Leaving out every line that comes before the one containing "Point out the seated person", output the rest of the records exactly, the final line included.
-- -- --
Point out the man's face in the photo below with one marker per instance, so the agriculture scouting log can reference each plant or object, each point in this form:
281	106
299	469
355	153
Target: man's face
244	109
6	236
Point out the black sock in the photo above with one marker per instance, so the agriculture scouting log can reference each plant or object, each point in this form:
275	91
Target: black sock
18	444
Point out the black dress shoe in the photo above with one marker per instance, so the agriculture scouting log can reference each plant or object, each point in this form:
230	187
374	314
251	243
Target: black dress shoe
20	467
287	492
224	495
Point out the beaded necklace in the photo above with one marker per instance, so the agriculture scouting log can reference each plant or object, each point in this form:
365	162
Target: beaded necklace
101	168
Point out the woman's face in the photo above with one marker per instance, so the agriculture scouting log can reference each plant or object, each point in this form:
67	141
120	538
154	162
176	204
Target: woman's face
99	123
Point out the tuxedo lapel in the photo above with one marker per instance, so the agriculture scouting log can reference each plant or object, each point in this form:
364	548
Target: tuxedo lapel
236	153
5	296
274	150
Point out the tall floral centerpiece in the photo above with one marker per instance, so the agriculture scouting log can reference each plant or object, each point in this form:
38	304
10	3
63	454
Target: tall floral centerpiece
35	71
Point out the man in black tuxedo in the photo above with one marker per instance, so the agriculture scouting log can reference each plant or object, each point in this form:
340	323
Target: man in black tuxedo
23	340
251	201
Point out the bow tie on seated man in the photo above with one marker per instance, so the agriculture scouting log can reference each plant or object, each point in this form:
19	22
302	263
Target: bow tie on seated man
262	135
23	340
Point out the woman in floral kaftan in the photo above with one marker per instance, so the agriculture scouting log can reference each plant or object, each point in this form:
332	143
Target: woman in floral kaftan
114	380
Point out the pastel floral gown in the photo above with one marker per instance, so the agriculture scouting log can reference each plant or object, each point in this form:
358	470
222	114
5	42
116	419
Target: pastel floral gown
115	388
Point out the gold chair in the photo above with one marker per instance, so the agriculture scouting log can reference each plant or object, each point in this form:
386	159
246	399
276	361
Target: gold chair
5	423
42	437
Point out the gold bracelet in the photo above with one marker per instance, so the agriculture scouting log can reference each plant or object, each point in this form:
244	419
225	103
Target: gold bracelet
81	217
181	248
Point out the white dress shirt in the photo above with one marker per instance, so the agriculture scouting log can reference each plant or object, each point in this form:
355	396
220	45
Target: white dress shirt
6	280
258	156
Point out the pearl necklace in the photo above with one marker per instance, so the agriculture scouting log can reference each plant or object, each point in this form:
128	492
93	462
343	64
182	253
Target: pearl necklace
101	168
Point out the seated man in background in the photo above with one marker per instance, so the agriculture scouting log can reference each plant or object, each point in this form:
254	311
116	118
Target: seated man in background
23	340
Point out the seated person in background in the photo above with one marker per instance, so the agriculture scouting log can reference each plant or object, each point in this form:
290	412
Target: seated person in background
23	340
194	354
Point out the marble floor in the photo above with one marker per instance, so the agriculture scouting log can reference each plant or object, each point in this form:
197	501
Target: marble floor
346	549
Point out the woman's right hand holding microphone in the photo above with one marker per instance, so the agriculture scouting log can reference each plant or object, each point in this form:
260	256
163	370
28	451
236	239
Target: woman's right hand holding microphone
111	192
-- -- --
## Exercise answer:
Point out the seated person in background in the photo above with one marker per instance, so the agriculture scouting log can reference each plant or object, each point in this form:
290	412
Target: seated person in background
23	340
194	354
Point out the marble floor in the photo above with one marker per instance, so the agriculture scouting log can reference each plant or object, each point in this form:
197	501
Target: marble floor
346	549
Point out the woman's right hand holding microphone in the photo above with one marker per instance, so the agriculture scouting log can reference each plant or object, each point in this form:
260	256
163	370
28	451
236	239
Target: woman's right hand holding microphone
111	192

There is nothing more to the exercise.